----- WORKING DATA -----
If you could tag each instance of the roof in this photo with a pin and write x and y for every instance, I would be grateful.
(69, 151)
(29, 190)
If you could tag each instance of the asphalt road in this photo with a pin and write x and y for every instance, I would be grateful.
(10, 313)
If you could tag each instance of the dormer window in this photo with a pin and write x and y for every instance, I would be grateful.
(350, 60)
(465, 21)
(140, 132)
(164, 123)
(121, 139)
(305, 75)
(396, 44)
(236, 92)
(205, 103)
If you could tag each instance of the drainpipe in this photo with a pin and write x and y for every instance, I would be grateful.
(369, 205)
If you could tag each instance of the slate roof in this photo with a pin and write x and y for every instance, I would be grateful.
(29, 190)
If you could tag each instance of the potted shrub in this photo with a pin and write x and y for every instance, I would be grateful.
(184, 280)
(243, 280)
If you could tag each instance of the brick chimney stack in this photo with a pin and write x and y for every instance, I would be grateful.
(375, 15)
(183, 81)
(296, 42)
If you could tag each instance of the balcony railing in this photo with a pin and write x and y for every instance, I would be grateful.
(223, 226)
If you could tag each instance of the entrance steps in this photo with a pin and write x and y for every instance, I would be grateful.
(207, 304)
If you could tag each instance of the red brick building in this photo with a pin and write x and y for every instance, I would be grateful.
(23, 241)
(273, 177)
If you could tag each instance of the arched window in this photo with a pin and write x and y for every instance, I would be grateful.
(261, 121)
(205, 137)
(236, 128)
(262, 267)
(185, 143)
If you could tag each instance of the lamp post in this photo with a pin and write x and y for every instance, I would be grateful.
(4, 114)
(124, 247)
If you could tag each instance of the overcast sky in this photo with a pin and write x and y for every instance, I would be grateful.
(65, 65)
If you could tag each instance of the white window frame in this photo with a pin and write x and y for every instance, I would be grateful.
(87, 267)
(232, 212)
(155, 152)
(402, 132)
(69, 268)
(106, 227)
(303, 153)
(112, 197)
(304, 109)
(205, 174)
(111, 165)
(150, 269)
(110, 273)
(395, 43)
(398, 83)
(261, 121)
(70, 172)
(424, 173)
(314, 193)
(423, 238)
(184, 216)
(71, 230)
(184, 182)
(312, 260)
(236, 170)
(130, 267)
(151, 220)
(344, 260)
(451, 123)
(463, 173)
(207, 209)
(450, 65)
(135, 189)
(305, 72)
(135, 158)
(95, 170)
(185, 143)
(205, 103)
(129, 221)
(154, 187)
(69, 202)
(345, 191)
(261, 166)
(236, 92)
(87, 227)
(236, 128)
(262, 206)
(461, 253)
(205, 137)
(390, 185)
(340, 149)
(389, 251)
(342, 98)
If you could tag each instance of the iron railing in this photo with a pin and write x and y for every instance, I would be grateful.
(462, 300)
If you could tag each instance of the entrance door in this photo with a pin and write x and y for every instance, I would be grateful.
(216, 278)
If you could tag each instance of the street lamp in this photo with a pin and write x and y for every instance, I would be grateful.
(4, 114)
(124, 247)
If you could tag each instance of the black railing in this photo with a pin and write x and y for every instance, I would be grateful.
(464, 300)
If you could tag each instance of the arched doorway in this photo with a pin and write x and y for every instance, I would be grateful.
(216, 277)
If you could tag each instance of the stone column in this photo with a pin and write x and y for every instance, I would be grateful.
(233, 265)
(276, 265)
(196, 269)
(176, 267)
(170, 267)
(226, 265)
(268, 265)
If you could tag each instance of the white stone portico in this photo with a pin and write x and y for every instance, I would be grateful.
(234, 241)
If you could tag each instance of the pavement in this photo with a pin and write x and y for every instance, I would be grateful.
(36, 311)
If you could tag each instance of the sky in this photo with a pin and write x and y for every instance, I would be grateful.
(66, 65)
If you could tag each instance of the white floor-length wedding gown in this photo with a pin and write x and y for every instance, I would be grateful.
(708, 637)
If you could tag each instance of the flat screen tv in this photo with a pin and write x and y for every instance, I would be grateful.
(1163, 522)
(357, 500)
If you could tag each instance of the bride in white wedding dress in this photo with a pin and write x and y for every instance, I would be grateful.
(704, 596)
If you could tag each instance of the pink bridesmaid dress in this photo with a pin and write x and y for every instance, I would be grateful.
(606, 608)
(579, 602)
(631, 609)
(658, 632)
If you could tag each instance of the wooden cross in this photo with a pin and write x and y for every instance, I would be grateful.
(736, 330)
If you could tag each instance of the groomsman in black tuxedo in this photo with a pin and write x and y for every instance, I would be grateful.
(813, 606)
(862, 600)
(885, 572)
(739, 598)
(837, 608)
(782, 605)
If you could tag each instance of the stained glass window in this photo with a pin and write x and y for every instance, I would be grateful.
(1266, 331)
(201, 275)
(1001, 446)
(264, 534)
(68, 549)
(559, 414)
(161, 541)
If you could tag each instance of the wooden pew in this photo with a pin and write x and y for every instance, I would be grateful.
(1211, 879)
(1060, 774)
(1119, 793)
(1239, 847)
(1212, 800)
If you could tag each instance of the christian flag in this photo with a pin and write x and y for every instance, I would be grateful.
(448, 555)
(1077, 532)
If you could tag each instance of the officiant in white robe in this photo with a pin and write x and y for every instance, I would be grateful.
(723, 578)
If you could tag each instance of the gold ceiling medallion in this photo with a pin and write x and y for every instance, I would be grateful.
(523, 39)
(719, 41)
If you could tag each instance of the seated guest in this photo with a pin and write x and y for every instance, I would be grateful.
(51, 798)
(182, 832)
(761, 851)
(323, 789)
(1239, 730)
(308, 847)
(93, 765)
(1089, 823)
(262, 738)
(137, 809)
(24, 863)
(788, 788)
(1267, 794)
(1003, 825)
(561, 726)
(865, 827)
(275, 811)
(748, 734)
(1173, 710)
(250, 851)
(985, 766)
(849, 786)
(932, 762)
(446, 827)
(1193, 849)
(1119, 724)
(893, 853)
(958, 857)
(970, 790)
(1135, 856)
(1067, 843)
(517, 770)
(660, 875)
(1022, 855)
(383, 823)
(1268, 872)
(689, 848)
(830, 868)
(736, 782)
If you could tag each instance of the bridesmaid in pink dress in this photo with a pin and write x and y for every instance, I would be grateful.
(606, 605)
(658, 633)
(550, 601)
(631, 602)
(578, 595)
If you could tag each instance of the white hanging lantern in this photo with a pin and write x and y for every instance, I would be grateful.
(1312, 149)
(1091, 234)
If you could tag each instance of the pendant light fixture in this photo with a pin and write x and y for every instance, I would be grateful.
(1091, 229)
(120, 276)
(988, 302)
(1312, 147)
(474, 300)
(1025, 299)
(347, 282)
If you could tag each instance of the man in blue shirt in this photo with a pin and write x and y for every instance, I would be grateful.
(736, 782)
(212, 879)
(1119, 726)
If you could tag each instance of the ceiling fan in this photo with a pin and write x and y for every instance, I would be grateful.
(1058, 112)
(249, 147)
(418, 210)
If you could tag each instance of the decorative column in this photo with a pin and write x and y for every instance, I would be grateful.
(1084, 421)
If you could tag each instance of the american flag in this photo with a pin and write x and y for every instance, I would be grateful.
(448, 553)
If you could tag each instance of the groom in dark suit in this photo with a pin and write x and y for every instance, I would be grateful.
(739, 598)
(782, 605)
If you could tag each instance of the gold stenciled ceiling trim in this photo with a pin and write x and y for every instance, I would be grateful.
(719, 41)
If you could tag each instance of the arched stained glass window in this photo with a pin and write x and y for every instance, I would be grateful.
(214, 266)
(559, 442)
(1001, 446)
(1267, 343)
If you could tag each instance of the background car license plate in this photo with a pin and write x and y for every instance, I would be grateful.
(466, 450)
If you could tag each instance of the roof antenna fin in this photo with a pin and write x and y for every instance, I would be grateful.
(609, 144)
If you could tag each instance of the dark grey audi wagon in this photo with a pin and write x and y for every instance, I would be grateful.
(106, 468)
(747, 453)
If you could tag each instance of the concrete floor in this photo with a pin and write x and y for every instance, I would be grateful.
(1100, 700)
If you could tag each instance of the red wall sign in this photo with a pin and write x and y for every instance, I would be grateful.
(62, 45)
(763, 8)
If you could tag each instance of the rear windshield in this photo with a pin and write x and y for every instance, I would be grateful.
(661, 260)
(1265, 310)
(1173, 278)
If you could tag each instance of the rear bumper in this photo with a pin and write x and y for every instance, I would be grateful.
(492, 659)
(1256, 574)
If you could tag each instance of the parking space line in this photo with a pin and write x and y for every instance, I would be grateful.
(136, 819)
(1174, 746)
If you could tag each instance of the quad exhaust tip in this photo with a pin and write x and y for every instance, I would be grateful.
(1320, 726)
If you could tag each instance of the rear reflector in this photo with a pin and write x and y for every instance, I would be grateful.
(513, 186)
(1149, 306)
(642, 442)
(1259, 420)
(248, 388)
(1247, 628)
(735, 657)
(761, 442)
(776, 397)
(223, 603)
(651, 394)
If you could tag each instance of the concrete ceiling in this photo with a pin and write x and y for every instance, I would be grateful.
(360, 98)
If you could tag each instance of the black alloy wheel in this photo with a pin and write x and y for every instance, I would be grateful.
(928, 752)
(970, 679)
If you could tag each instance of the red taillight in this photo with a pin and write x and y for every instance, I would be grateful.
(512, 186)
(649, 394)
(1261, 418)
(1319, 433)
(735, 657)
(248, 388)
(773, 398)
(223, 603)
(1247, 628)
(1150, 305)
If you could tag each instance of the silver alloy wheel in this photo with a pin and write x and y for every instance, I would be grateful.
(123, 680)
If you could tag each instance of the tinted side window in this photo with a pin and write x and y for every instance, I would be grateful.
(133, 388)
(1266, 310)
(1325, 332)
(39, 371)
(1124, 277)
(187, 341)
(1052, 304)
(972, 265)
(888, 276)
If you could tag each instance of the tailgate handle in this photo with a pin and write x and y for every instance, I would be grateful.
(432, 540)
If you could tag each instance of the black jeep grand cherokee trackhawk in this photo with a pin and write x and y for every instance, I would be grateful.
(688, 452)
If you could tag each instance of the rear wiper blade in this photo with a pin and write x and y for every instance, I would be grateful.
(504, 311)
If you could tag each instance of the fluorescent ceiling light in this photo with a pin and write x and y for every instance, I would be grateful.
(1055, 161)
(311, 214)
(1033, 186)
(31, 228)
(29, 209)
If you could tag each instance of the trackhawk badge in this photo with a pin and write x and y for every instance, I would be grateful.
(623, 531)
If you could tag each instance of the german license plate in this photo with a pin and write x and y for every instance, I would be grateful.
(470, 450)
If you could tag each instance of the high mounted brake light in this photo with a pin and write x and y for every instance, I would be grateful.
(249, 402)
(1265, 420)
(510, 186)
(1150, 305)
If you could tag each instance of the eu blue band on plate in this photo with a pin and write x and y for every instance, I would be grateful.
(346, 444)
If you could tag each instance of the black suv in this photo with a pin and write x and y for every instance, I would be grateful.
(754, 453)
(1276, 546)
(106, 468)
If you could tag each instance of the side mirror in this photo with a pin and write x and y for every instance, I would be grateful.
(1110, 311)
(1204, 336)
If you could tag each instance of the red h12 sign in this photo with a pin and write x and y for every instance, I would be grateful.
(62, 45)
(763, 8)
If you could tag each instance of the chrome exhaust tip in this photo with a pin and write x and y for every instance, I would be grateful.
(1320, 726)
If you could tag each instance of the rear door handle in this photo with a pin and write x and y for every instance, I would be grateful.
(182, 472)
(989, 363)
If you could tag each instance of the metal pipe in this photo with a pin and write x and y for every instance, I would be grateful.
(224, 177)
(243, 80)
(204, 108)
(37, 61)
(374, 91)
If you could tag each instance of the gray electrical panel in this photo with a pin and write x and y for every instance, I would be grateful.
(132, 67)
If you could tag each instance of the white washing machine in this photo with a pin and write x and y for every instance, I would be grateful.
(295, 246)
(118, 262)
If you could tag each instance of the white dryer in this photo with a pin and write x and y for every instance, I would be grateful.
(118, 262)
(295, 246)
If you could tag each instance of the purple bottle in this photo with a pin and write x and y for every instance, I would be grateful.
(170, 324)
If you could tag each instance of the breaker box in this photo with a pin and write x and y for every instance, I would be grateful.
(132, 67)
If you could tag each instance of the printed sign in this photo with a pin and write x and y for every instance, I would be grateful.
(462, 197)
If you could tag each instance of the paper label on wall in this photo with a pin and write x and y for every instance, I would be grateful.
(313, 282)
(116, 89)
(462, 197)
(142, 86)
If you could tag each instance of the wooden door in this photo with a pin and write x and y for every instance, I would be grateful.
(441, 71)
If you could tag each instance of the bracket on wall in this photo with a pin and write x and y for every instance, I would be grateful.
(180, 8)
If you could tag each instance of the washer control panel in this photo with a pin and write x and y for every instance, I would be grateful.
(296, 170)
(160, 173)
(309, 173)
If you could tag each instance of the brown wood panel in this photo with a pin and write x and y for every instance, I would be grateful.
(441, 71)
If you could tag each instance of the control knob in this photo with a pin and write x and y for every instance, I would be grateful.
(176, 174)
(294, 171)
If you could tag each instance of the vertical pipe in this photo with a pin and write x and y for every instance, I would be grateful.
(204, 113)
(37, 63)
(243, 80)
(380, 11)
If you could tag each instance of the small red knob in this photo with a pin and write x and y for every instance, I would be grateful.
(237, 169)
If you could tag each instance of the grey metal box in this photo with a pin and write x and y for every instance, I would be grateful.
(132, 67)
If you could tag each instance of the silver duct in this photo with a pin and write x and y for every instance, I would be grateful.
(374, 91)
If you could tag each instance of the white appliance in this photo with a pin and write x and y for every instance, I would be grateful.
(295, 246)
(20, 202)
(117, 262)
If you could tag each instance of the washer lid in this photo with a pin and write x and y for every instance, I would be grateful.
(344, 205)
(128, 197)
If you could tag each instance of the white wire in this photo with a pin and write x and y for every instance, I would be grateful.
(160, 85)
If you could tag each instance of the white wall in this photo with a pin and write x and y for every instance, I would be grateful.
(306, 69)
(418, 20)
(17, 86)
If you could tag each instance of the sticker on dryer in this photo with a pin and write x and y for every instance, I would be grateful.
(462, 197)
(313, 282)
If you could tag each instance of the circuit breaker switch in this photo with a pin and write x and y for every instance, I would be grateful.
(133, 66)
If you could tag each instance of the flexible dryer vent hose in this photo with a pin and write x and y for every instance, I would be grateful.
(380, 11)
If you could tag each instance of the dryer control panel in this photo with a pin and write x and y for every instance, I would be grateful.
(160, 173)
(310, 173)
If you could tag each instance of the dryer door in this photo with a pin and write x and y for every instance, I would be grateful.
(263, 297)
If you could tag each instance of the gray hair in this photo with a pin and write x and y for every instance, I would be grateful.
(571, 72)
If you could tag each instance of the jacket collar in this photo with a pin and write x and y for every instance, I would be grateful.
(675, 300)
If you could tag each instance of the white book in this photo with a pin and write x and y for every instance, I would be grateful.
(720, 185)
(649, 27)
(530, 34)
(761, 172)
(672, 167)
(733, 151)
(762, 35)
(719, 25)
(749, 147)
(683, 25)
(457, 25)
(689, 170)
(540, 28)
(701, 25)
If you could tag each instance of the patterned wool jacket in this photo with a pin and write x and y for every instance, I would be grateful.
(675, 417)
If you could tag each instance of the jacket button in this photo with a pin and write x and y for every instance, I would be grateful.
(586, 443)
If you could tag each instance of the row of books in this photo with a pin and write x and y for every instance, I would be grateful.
-----
TASK GOAL
Give back exactly the lines running from the line containing "If you could tag each instance of the gray hair" through the end of the material above, both included, and nothing beyond them.

ANSWER SPACE
If you could tag each instance of the gray hair in this photo with a pin and write x and y for every instance, I would be grateful.
(571, 72)
If you could tag each instance of the jacket collar in this photo with a pin and write x and y for every instance, I would be grateful.
(675, 300)
If you could tag each instance of the white book in this photo with a pin and write x and y for every instance, I would be grateful.
(720, 185)
(649, 27)
(530, 34)
(761, 172)
(672, 167)
(733, 151)
(762, 35)
(719, 25)
(749, 147)
(683, 25)
(457, 25)
(689, 170)
(540, 28)
(701, 25)
If you could tag each instance of the patterned wool jacket in this photo with a pin and write x and y for every instance, I would be grateful.
(675, 417)
If you could tag each instance of the jacket button in this photo with a pin and write x and y for every instance, I would be grateful.
(586, 443)
If you could tag each instance of the row of books in this photo with a pin and write x and y for every instance, I would be grateful.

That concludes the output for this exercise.